* _What you should do_
Only an exact copy of the records below will serve as the answer.

[Data to examine — start]

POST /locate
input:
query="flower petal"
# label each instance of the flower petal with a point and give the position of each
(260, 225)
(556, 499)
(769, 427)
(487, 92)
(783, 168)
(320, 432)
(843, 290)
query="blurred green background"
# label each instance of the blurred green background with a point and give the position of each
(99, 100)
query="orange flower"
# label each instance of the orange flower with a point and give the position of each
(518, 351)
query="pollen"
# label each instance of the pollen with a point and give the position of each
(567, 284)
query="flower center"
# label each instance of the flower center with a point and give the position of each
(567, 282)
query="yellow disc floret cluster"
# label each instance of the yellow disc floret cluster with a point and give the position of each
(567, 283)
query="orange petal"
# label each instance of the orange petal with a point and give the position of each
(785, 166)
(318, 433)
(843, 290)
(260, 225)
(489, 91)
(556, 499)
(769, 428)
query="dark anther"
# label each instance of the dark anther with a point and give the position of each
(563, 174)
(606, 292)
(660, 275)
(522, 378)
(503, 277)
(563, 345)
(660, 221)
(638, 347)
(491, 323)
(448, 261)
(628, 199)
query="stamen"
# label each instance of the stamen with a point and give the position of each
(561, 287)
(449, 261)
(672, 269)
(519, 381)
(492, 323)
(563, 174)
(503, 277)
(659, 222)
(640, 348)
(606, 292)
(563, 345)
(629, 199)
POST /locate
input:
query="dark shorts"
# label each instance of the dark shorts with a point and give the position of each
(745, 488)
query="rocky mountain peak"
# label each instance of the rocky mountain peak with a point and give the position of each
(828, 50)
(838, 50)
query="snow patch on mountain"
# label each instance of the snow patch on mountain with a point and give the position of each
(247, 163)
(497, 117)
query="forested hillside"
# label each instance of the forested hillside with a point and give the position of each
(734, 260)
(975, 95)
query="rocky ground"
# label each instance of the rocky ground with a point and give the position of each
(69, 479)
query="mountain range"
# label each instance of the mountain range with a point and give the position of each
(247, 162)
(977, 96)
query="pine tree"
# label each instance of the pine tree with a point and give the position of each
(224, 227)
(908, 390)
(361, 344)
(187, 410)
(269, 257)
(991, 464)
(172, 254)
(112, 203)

[Data to examine — finish]

* _Solution for this task_
POST /locate
input:
query="flower petal"
# label each instance of the flower petal with a point and give the position of each
(260, 225)
(556, 499)
(769, 427)
(487, 92)
(783, 168)
(320, 432)
(843, 290)
query="blurred green background"
# label each instance of the blurred green background with a point and give the position of each
(99, 100)
query="orange flower"
# label each instance of the orange flower with a point and give the position of each
(518, 351)
query="pollen"
# label each instance of the pollen with a point and give the position of each
(567, 284)
query="flower center"
# label each instance of the flower center with a point and give the position of each
(567, 282)
query="yellow disc floret cluster"
# label each instance of the yellow disc floret cluster with a point and give the position of each
(567, 283)
query="orange petal"
# label each instance of the orange petal with a point and give the position of each
(785, 166)
(318, 433)
(843, 290)
(260, 225)
(489, 91)
(556, 499)
(769, 428)
query="dark anther"
# label each instance of the dark anther with a point and give the position of each
(563, 174)
(606, 292)
(660, 275)
(522, 378)
(503, 277)
(563, 345)
(660, 221)
(638, 347)
(491, 323)
(448, 261)
(628, 199)
query="stamen"
# label each instance of the stamen with a point and give the position of each
(561, 287)
(449, 261)
(672, 269)
(519, 381)
(492, 323)
(563, 174)
(503, 277)
(659, 222)
(640, 348)
(606, 292)
(563, 345)
(629, 199)
POST /locate
input:
query="dark shorts"
# label each instance of the dark shorts with a point and give the position of each
(745, 488)
query="rocky mountain peak"
# label each instance of the rocky mountain peak with a point and give the position of each
(828, 50)
(838, 50)
query="snow patch on mountain"
# label each instance of the snow patch on mountain with a point and give the position of each
(247, 163)
(497, 117)
query="forested hillside"
# label each instance of the forested hillside with a point and give the position of each
(734, 260)
(975, 95)
query="rocky ground"
# label each instance of the rocky ground with a point and give the position of each
(69, 479)
query="mountain range"
# label each instance of the mountain range with a point and give the position of each
(247, 162)
(977, 96)
query="pine tree"
# label each instance of the pine tree with a point and give the position of each
(224, 227)
(908, 390)
(361, 344)
(187, 410)
(269, 257)
(991, 464)
(172, 254)
(112, 203)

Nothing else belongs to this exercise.